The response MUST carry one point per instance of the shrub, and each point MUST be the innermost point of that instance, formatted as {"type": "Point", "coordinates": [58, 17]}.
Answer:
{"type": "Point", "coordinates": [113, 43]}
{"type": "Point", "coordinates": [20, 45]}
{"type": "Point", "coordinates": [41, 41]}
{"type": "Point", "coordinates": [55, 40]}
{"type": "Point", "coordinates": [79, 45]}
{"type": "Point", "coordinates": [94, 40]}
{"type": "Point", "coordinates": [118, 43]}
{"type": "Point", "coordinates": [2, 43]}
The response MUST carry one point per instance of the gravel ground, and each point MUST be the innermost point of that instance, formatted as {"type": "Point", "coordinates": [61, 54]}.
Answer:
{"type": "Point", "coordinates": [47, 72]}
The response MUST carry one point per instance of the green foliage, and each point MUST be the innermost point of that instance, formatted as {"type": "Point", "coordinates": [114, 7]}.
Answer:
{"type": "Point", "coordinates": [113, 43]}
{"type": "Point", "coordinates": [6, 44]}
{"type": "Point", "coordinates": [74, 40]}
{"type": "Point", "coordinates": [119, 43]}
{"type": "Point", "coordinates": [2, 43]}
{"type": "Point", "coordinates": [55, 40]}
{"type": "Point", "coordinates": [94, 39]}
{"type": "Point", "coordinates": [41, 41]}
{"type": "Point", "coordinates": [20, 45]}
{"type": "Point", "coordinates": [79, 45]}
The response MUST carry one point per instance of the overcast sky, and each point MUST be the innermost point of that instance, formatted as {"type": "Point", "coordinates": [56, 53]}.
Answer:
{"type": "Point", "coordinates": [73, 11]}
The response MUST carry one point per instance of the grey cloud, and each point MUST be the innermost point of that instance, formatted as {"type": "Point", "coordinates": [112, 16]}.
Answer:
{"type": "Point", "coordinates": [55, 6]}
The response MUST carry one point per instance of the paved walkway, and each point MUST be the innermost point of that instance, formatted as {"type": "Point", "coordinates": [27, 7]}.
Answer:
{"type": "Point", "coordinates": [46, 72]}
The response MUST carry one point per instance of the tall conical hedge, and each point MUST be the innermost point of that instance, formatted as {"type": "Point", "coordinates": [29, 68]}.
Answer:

练习说明> 把上面的记录逐行改写成一个 Markdown 表格，表格设"序号"和"内容"两列。"序号"列填写行号，"内容"列填写该行文字，空行不列入表格。

任务答案>
| 序号 | 内容 |
|---|---|
| 1 | The response MUST carry one point per instance of the shrub, and each point MUST be the innermost point of that instance, formatted as {"type": "Point", "coordinates": [58, 17]}. |
| 2 | Answer: |
| 3 | {"type": "Point", "coordinates": [113, 43]} |
| 4 | {"type": "Point", "coordinates": [20, 45]} |
| 5 | {"type": "Point", "coordinates": [41, 41]} |
| 6 | {"type": "Point", "coordinates": [55, 40]} |
| 7 | {"type": "Point", "coordinates": [79, 45]} |
| 8 | {"type": "Point", "coordinates": [94, 40]} |
| 9 | {"type": "Point", "coordinates": [118, 43]} |
| 10 | {"type": "Point", "coordinates": [2, 43]} |
| 11 | The response MUST carry one point per instance of the gravel ground, and each point MUST be the innermost point of that instance, formatted as {"type": "Point", "coordinates": [61, 54]}. |
| 12 | Answer: |
| 13 | {"type": "Point", "coordinates": [47, 72]} |
| 14 | The response MUST carry one point per instance of the green foliage, and each point MUST be the innermost point of that instance, formatted as {"type": "Point", "coordinates": [114, 7]}. |
| 15 | Answer: |
| 16 | {"type": "Point", "coordinates": [113, 43]} |
| 17 | {"type": "Point", "coordinates": [6, 44]} |
| 18 | {"type": "Point", "coordinates": [74, 40]} |
| 19 | {"type": "Point", "coordinates": [119, 43]} |
| 20 | {"type": "Point", "coordinates": [2, 43]} |
| 21 | {"type": "Point", "coordinates": [55, 40]} |
| 22 | {"type": "Point", "coordinates": [94, 39]} |
| 23 | {"type": "Point", "coordinates": [41, 41]} |
| 24 | {"type": "Point", "coordinates": [20, 45]} |
| 25 | {"type": "Point", "coordinates": [79, 45]} |
| 26 | The response MUST carry one point per instance of the overcast sky, and each point MUST be the innermost point of that instance, formatted as {"type": "Point", "coordinates": [56, 53]}. |
| 27 | Answer: |
| 28 | {"type": "Point", "coordinates": [73, 11]} |
| 29 | The response MUST carry one point per instance of the grey cloud, and each point MUST be the innermost point of that instance, formatted as {"type": "Point", "coordinates": [112, 16]}. |
| 30 | Answer: |
| 31 | {"type": "Point", "coordinates": [55, 6]} |
| 32 | The response MUST carry one point per instance of the paved walkway, and each point MUST be the innermost point of that instance, formatted as {"type": "Point", "coordinates": [27, 7]}. |
| 33 | Answer: |
| 34 | {"type": "Point", "coordinates": [46, 72]} |
| 35 | The response MUST carry one point per instance of the tall conical hedge, and each point MUST be the innermost point of that instance, formatted as {"type": "Point", "coordinates": [29, 68]}. |
| 36 | Answer: |